----- Données -----
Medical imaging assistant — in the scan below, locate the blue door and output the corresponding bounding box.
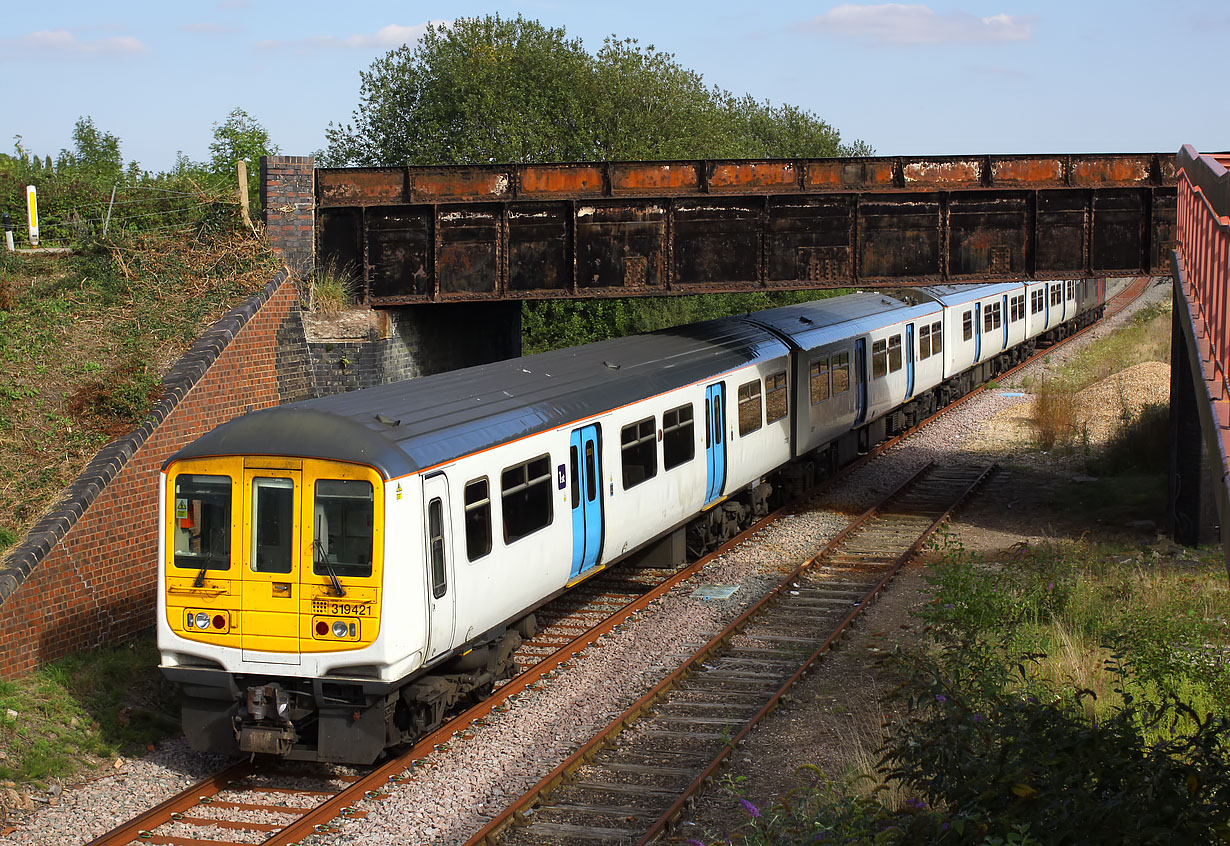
[974,302,983,362]
[568,424,603,577]
[705,382,726,505]
[905,323,914,400]
[854,338,867,425]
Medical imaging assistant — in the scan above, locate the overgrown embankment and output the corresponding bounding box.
[0,236,277,553]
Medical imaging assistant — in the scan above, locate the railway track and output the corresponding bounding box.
[467,464,995,846]
[81,277,1149,846]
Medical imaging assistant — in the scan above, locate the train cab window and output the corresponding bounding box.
[465,476,491,561]
[662,402,696,470]
[833,353,850,396]
[499,455,552,544]
[251,476,295,573]
[427,497,449,599]
[175,473,231,571]
[871,341,888,379]
[312,478,375,578]
[765,370,788,423]
[619,417,658,491]
[739,379,761,438]
[809,358,830,406]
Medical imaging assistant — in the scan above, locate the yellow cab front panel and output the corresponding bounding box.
[164,456,384,664]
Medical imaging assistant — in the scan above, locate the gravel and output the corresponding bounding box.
[2,280,1170,846]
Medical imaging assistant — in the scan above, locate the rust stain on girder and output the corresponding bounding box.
[316,167,406,205]
[611,164,700,194]
[902,159,983,188]
[707,161,798,193]
[991,156,1064,188]
[1071,156,1149,186]
[520,165,603,197]
[410,167,512,202]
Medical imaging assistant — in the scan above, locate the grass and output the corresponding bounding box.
[0,636,180,786]
[0,230,276,553]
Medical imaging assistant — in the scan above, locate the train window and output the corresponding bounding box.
[251,476,295,573]
[662,402,696,470]
[888,334,902,373]
[765,370,788,423]
[312,478,375,578]
[811,358,830,406]
[175,473,231,571]
[739,379,761,437]
[499,455,551,544]
[871,341,888,379]
[833,353,850,396]
[619,417,658,489]
[427,497,449,599]
[465,471,492,561]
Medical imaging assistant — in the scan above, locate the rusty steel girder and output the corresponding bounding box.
[315,154,1176,306]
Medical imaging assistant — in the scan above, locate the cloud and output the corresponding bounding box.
[7,30,149,57]
[257,21,448,49]
[804,2,1034,44]
[180,21,239,36]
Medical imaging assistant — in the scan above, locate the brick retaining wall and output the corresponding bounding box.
[0,271,315,678]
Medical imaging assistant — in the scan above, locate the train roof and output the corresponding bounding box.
[914,282,1025,305]
[167,317,787,478]
[744,293,940,349]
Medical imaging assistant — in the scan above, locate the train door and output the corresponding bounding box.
[974,302,983,362]
[239,468,305,664]
[423,473,455,660]
[1000,294,1011,349]
[905,323,914,400]
[854,338,867,425]
[568,423,603,578]
[705,382,726,505]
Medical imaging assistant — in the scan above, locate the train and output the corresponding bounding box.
[157,279,1105,764]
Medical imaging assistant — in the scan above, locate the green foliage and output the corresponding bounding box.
[321,15,871,166]
[209,108,278,207]
[0,638,178,783]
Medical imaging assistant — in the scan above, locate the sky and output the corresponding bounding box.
[0,0,1230,171]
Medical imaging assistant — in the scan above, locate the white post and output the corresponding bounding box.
[26,186,38,247]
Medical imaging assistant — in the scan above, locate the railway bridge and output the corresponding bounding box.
[262,146,1230,561]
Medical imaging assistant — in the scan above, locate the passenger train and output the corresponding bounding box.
[157,279,1105,764]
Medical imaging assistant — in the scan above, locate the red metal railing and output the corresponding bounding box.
[1176,145,1230,405]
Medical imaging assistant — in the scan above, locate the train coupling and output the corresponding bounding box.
[235,684,296,755]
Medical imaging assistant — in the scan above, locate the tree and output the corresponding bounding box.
[55,116,124,186]
[326,15,593,165]
[322,15,871,166]
[210,108,278,205]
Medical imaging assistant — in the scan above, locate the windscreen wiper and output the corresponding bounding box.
[312,537,346,596]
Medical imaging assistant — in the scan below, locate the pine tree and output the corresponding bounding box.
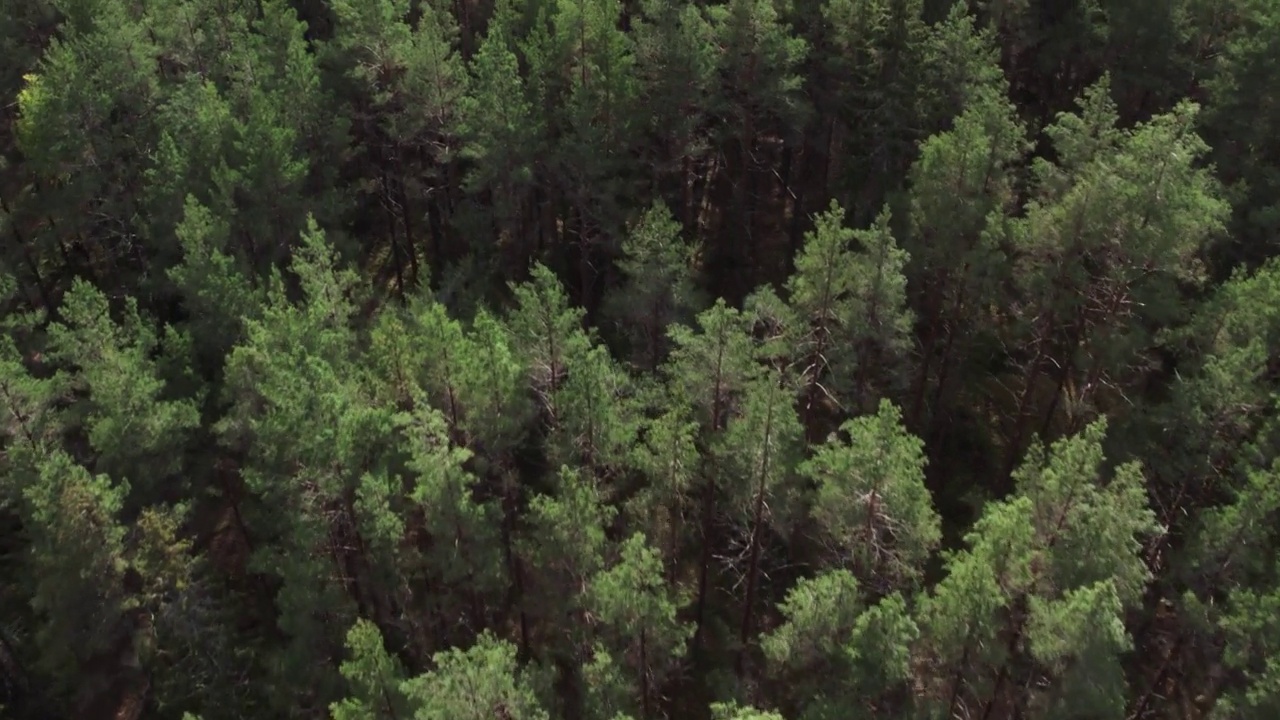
-----
:: Consigne ::
Transformez l'ensemble des données ci-dessus en tableau Markdown à deux colonnes : « N° » pour le numéro de ligne et « Ligne » pour son texte. Omettez les lignes vides et laissez les images hors de la réponse.

:: Résultat ::
| N° | Ligne |
|---|---|
| 1 | Medical imaging assistant — in the scan below, locate the blue door and output the corresponding bounding box. |
| 2 | [974,302,983,362] |
| 3 | [568,424,603,577] |
| 4 | [705,382,726,505] |
| 5 | [905,323,914,400] |
| 6 | [854,338,867,425] |
| 7 | Medical imaging assistant — in the scan above, locate the overgrown embankment and output the corresponding bounding box. |
| 8 | [0,236,277,553] |
| 9 | Medical imaging assistant — in the scan above, locate the railway track and output the corresponding bounding box. |
| 10 | [467,464,995,846] |
| 11 | [81,277,1149,846] |
| 12 | Medical imaging assistant — in the scan above, locate the train cab window and output the corresponding bounding box. |
| 13 | [465,476,491,561] |
| 14 | [662,402,696,470] |
| 15 | [833,353,850,396] |
| 16 | [499,455,552,544] |
| 17 | [251,476,295,573] |
| 18 | [427,497,449,599] |
| 19 | [175,473,231,571] |
| 20 | [871,341,888,379] |
| 21 | [312,478,375,578] |
| 22 | [765,370,788,423] |
| 23 | [619,417,658,491] |
| 24 | [739,379,761,438] |
| 25 | [809,358,830,406] |
| 26 | Medical imaging assistant — in the scan above, locate the yellow cab front panel and output the corresponding bounding box. |
| 27 | [164,456,384,664] |
| 28 | Medical imaging assistant — in the scan above, locate the gravel and output the corresponding bounding box. |
| 29 | [2,280,1170,846] |
| 30 | Medical imaging assistant — in the scan above, locate the rust stain on girder and output the corresponding bounding box. |
| 31 | [316,167,406,205] |
| 32 | [611,164,700,194] |
| 33 | [902,159,983,188] |
| 34 | [707,161,798,193] |
| 35 | [991,156,1064,188] |
| 36 | [1071,156,1149,186] |
| 37 | [520,165,603,197] |
| 38 | [410,167,512,202] |
| 39 | Medical imaging assistant — in the scan above, locate the grass and output the corresponding bounding box. |
| 40 | [0,636,180,786] |
| 41 | [0,230,276,553] |
| 42 | Medical imaging assistant — in the scan above, locate the train window and output the corresponding bounding box. |
| 43 | [251,476,295,573] |
| 44 | [662,402,696,470] |
| 45 | [888,334,902,373] |
| 46 | [765,370,788,423] |
| 47 | [312,478,375,578] |
| 48 | [811,358,830,406] |
| 49 | [175,473,231,571] |
| 50 | [739,379,761,437] |
| 51 | [499,455,551,544] |
| 52 | [871,341,888,379] |
| 53 | [833,353,850,396] |
| 54 | [619,417,658,489] |
| 55 | [427,497,449,599] |
| 56 | [465,471,492,561] |
| 57 | Medical imaging assistant — in the scan above, locate the rusty steel girder and output the corresponding bounding box. |
| 58 | [315,154,1176,306] |
| 59 | Medical imaging assistant — in the scan above, locate the cloud and output the corresponding bounding box. |
| 60 | [7,30,149,57] |
| 61 | [257,21,448,49] |
| 62 | [804,2,1034,44] |
| 63 | [180,21,239,36] |
| 64 | Medical imaging assistant — in the scan above, locate the brick retaining wall and output the corresponding bounding box. |
| 65 | [0,271,315,678] |
| 66 | Medical imaging assistant — in the scan above, locate the train roof and output the corresponding bounding box. |
| 67 | [914,282,1025,305] |
| 68 | [167,317,787,478] |
| 69 | [744,293,940,349] |
| 70 | Medical imaging assistant — in the scan above, locate the train door and output the corresponding bounding box. |
| 71 | [974,302,983,362] |
| 72 | [239,468,305,664] |
| 73 | [423,473,455,660] |
| 74 | [1000,294,1011,349] |
| 75 | [905,323,914,400] |
| 76 | [854,338,867,425] |
| 77 | [568,423,603,578] |
| 78 | [705,382,726,505] |
| 79 | Medical imaging assistant — in the scan above, locate the train and output the corresponding bounding box. |
| 80 | [157,279,1105,764] |
| 81 | Medical imaging assistant — in the scan above, locate the green foliage and output the corresponding bounding box. |
| 82 | [321,15,871,166] |
| 83 | [209,108,278,207] |
| 84 | [0,638,178,783] |
| 85 | Medical imaging assistant — in the scan above, locate the sky and output the corresponding bounding box. |
| 86 | [0,0,1230,171] |
| 87 | Medical imaging assistant — in the scan above, locate the white post and output the corresponding bounding box. |
| 88 | [26,186,38,247] |
| 89 | Medical imaging assistant — in the scan above, locate the railway bridge and output the corresponding bounding box. |
| 90 | [262,146,1230,561] |
| 91 | Medical imaging assistant — in the scan above, locate the passenger train and output the corresponding bounding box. |
| 92 | [157,279,1105,764] |
| 93 | Medical imaging assistant — in the scan above, locate the red metal railing and output the corresponding bounding box. |
| 94 | [1176,145,1230,405] |
| 95 | Medical imaging assistant — in the scan above, locate the train coupling and output the corresponding bounding box. |
| 96 | [235,684,296,755] |
| 97 | Medical imaging assistant — in the scan above, locate the tree and output the corresponding bounding box. |
| 98 | [55,116,124,186] |
| 99 | [326,15,593,165] |
| 100 | [322,15,871,166] |
| 101 | [210,108,278,205] |
| 102 | Medical imaging assistant — in the scan above, locate the windscreen wiper and output the corresponding bounding box. |
| 103 | [312,537,346,596] |
| 104 | Medical imaging assistant — in the scan below, locate the pine tree and output the corresponding bounding box. |